Set down the data below without change, skipping the pictures it holds.

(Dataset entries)

────────────────────

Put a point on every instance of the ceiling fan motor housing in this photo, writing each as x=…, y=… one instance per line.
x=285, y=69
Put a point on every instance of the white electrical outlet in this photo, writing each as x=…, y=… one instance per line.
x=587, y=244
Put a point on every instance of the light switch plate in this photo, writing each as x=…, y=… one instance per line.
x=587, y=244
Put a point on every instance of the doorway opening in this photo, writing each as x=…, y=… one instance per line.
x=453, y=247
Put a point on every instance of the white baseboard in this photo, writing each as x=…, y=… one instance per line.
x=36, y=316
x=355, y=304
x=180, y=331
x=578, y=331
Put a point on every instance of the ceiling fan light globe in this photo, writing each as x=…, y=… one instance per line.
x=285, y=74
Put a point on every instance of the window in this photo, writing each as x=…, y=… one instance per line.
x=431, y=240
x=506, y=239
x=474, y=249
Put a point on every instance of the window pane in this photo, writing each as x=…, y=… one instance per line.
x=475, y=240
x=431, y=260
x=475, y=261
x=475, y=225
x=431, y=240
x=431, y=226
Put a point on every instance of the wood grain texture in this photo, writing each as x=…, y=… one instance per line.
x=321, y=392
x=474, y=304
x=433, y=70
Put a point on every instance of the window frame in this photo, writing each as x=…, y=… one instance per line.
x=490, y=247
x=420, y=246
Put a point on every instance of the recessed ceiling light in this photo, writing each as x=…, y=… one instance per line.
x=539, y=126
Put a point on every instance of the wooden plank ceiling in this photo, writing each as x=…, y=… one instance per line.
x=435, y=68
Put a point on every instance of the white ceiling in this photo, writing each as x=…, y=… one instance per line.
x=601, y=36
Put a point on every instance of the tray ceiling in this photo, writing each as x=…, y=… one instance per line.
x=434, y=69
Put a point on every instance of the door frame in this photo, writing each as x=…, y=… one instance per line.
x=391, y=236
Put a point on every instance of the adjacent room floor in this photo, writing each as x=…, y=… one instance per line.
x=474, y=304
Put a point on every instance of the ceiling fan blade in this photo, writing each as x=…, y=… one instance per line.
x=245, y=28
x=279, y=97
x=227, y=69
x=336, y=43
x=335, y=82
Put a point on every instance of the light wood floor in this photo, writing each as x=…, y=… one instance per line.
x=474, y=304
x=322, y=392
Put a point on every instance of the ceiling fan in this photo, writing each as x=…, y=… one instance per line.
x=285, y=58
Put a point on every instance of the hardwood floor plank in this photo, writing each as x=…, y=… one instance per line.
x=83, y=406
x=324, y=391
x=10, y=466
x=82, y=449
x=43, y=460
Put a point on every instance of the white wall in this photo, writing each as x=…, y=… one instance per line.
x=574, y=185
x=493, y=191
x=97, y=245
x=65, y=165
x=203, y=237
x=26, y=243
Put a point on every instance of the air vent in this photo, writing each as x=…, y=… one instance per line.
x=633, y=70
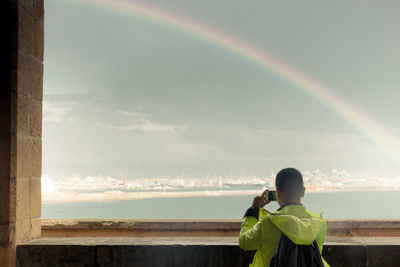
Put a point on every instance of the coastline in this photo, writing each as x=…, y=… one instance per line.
x=120, y=195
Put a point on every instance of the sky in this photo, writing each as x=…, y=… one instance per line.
x=122, y=93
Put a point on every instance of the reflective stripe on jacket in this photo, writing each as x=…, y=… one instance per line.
x=295, y=221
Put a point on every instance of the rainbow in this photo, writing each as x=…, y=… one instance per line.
x=372, y=129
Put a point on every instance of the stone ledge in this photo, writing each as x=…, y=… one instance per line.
x=206, y=228
x=178, y=251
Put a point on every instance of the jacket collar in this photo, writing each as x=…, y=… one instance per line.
x=288, y=204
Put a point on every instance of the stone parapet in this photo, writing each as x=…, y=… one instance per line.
x=193, y=251
x=199, y=228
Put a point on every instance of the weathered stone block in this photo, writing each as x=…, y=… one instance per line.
x=4, y=233
x=23, y=115
x=24, y=157
x=36, y=200
x=36, y=160
x=37, y=80
x=4, y=157
x=23, y=230
x=4, y=114
x=38, y=12
x=36, y=228
x=7, y=255
x=12, y=211
x=25, y=29
x=4, y=203
x=27, y=5
x=343, y=256
x=30, y=76
x=35, y=118
x=39, y=39
x=23, y=199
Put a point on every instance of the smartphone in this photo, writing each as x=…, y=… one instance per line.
x=271, y=196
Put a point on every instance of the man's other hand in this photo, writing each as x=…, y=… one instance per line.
x=261, y=201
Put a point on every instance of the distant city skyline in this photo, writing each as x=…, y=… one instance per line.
x=123, y=93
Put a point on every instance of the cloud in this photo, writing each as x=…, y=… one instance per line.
x=141, y=123
x=56, y=111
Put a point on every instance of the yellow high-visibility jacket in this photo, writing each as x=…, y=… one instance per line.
x=301, y=226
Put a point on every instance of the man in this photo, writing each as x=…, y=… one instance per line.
x=262, y=230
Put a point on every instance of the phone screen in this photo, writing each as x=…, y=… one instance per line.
x=271, y=196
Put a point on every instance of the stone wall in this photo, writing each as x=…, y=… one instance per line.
x=20, y=123
x=200, y=228
x=211, y=251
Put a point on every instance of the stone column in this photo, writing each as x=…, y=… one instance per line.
x=21, y=91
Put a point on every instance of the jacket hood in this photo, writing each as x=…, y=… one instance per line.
x=301, y=230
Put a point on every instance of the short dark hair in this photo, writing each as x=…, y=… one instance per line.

────────────────────

__RESPONSE__
Put a point on every instance of the ceiling fan motor housing in this photo, writing each as x=…, y=… one instance per line.
x=285, y=69
Put a point on every instance of the white electrical outlet in this photo, writing each as x=…, y=… one instance per line.
x=587, y=244
Put a point on every instance of the light switch plate in this photo, writing each as x=…, y=… one instance per line.
x=587, y=244
Put a point on every instance of the doorway opening in this photo, writing each as x=…, y=… one instance per line.
x=453, y=247
Put a point on every instance of the white baseboard in this photo, writing each as x=…, y=… one instance per line.
x=36, y=316
x=355, y=304
x=180, y=331
x=578, y=331
Put a point on every instance of the ceiling fan light globe in this photo, writing each as x=…, y=… one instance per line.
x=285, y=74
Put a point on every instance of the window in this photo, writing each as x=…, y=… one instance per line.
x=431, y=240
x=506, y=239
x=474, y=249
Put a point on every instance of the window pane in this photo, writing each as x=…, y=… one instance per line.
x=475, y=240
x=431, y=260
x=475, y=261
x=475, y=225
x=431, y=240
x=431, y=226
Put a point on every instance of the wood grain texture in this photo, writing each as x=…, y=… one instance per line.
x=321, y=392
x=474, y=304
x=433, y=70
Put a point on every instance of the window frame in this photo, writing each as x=…, y=… one instance per line.
x=490, y=247
x=420, y=246
Put a point on every instance of the recessed ceiling light in this photo, writing each as x=…, y=… one instance per line.
x=539, y=126
Put a point on every instance of the wooden plank ceiling in this photo, writing each as x=…, y=… one instance per line.
x=435, y=68
Put a point on every instance of the white ceiling in this photo, writing each as x=…, y=… one instance per line.
x=601, y=36
Put a point on every instance of the tray ceiling in this photo, writing each as x=…, y=… one instance per line.
x=434, y=69
Put a point on every instance of the door frame in this photo, writing each as x=…, y=… one instance per line.
x=391, y=236
Put a point on every instance of the adjacent room floor in this photo, writing each as x=…, y=… one instance per line.
x=474, y=304
Put a point on every instance of the ceiling fan blade in this photo, writing each as x=…, y=… one instance per line.
x=245, y=28
x=279, y=97
x=227, y=69
x=336, y=43
x=335, y=82
Put a point on every instance of the light wood floor in this photo, writing each as x=…, y=… one instance per line.
x=474, y=304
x=322, y=392
Put a point on every instance of the ceiling fan in this photo, writing each as x=…, y=… one instance per line.
x=285, y=58
Put a point on every instance of the hardwood floor plank in this photo, writing each as x=…, y=… one instance per line.
x=83, y=406
x=324, y=391
x=10, y=466
x=82, y=449
x=43, y=460
Put a point on every instance of the white wall in this photo, writing each as x=…, y=… one instance per line.
x=574, y=185
x=493, y=191
x=97, y=245
x=65, y=165
x=203, y=237
x=26, y=243
Put a point on every instance of the air vent in this photo, writing each as x=…, y=… one instance per line.
x=633, y=70
Put a point on every instance of the coastline in this photo, writing each as x=…, y=… one instance per line.
x=120, y=195
Put a point on every instance of the sky in this photo, writing each as x=…, y=… one instance per line.
x=122, y=93
Put a point on every instance of the reflective stripe on jacket in this photo, writing each as x=…, y=… one instance per line.
x=295, y=221
Put a point on every instance of the rainbow in this photo, writing each as x=…, y=… one instance per line.
x=372, y=129
Put a point on every instance of the stone ledge in this photo, writing each as x=…, y=… one instance per line.
x=206, y=228
x=178, y=251
Put a point on every instance of the jacket collar in this photo, writing each as x=…, y=… one instance per line.
x=288, y=204
Put a point on every instance of the stone parapet in this photo, writing each as x=…, y=… one instance per line.
x=193, y=251
x=199, y=228
Put a point on every instance of the weathered stone block in this photo, writing each as x=…, y=… one instance per line.
x=4, y=233
x=23, y=115
x=24, y=157
x=36, y=200
x=36, y=160
x=37, y=80
x=4, y=157
x=23, y=230
x=4, y=114
x=38, y=12
x=36, y=228
x=7, y=255
x=12, y=211
x=25, y=29
x=4, y=203
x=27, y=5
x=343, y=256
x=30, y=76
x=35, y=118
x=39, y=39
x=23, y=199
Put a point on every instance of the smartphone in this photo, writing each as x=…, y=… one instance per line.
x=271, y=196
Put a point on every instance of the man's other hand in this photo, writing each as x=…, y=… one instance per line.
x=261, y=201
Put a point on every instance of the distant city skyline in this photo, writing each as x=…, y=… one instance per line.
x=123, y=93
Put a point on every instance of the cloud in this photo, writing each as x=…, y=… one instance per line.
x=141, y=123
x=56, y=111
Put a point on every instance of the yellow high-visibility jacket in this photo, writing each as x=…, y=… one instance per line.
x=301, y=226
Put a point on every instance of the man in this photo, writing each as x=…, y=… one instance per line.
x=262, y=230
Put a point on every instance of the phone screen in this photo, writing each as x=…, y=… one instance per line.
x=271, y=196
Put a point on every instance of the stone wall in this photo, writing each as x=…, y=… one instance per line.
x=20, y=123
x=200, y=228
x=211, y=251
Put a point on every instance of the stone column in this photo, writing each as x=…, y=… one instance per line.
x=21, y=91
Put a point on every instance of the jacket hood in this photo, writing each as x=…, y=… one instance per line.
x=301, y=230
Put a point on every instance of the short dark hair in this photo, writing each as x=…, y=… one instance per line.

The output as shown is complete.